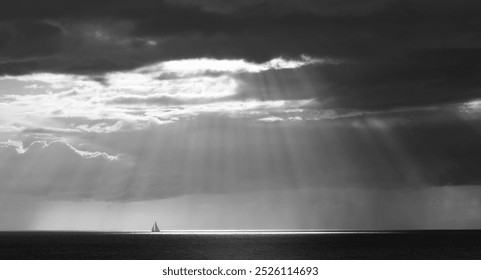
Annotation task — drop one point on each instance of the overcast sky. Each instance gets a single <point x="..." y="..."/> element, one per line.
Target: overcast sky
<point x="253" y="114"/>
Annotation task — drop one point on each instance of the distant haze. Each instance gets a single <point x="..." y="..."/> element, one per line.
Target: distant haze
<point x="258" y="114"/>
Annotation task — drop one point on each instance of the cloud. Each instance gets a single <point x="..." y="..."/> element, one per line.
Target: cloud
<point x="381" y="54"/>
<point x="19" y="147"/>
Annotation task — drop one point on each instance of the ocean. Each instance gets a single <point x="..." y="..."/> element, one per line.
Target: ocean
<point x="60" y="245"/>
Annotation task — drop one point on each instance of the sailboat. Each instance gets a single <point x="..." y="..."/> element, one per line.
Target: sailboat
<point x="155" y="228"/>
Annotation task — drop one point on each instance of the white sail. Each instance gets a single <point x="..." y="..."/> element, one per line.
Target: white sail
<point x="155" y="228"/>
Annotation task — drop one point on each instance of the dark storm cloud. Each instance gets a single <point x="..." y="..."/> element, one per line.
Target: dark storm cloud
<point x="391" y="53"/>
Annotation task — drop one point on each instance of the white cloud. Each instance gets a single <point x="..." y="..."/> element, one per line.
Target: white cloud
<point x="20" y="149"/>
<point x="271" y="119"/>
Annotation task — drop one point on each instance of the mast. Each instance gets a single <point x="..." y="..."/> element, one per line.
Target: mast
<point x="155" y="228"/>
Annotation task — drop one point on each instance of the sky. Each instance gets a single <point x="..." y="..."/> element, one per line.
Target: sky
<point x="252" y="114"/>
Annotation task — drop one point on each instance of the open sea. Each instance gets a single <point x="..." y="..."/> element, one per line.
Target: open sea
<point x="59" y="245"/>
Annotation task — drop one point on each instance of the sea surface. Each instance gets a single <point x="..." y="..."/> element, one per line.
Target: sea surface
<point x="57" y="245"/>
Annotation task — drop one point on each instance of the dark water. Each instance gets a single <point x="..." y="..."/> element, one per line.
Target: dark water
<point x="348" y="245"/>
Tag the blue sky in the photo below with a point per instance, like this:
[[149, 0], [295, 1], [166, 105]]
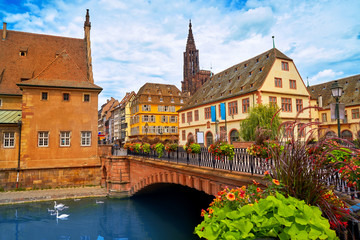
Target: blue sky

-- -- --

▶ Exercise goal
Please reproduce all of the entries above with every "Target" swapped for "Label" and everything else unchanged, leaving the pictures out.

▶ Answer to this task
Annotation task — drop one point on each instance of the overcast sky. Each instance gets a single <point x="..." y="..."/> element, one per line.
Label: overcast sky
<point x="253" y="114"/>
Annotation task — drop one point on each instance of the distant haze. Each instance gets a single <point x="..." y="..."/> element, one per line.
Label: distant haze
<point x="258" y="114"/>
Annotation task — drop one point on each instance of the cloud. Each instance gets a single <point x="..." y="..."/> element, one per line.
Label: cloud
<point x="381" y="54"/>
<point x="19" y="147"/>
Annotation task — drop one point on each instance of the ocean. Each instance gets a single <point x="..." y="..."/> element, one per line.
Label: ocean
<point x="60" y="245"/>
Annotation task — drop one point on each instance of the sailboat. Each instance gets a single <point x="..." y="..."/> element, one per line.
Label: sailboat
<point x="155" y="228"/>
Annotation task — drop one point on each instance of the white sail. Each instance gets a single <point x="..." y="..."/> element, one per line.
Label: white sail
<point x="155" y="228"/>
Annotation task — drop one point on each instance of the dark storm cloud. Each instance gets a single <point x="..." y="..."/> element, one per line.
Label: dark storm cloud
<point x="391" y="53"/>
Annotation task — drop one point on each instance of the white cloud. Each instance gets a single <point x="..." y="..."/> element, one per line.
Label: white cloud
<point x="20" y="149"/>
<point x="271" y="119"/>
Annotation task — drop one point on each instance of the mast. Each instance gets a single <point x="..." y="..."/> element, one per line.
Label: mast
<point x="155" y="228"/>
Annotation task — drop one point on each instance of the sky. Each instance gets a single <point x="..." y="..."/> element, one per line.
Label: sky
<point x="252" y="114"/>
Annotation task — drop one point on each instance of the open sea. Each instance gets a single <point x="..." y="..."/> element, one per line.
Label: open sea
<point x="59" y="245"/>
Annotation task — drop one point on each instance of the sea surface. Each instance gets a single <point x="..." y="..."/> element, one per line.
Label: sea surface
<point x="57" y="245"/>
Annotation task — drop one point on each instance of the dark water. Each instance gets a single <point x="..." y="..."/> element, one per line.
Label: dark water
<point x="348" y="245"/>
Tag the blue sky in the photo below with a point per instance, like this:
[[149, 0], [295, 1], [166, 105]]
Label: blue sky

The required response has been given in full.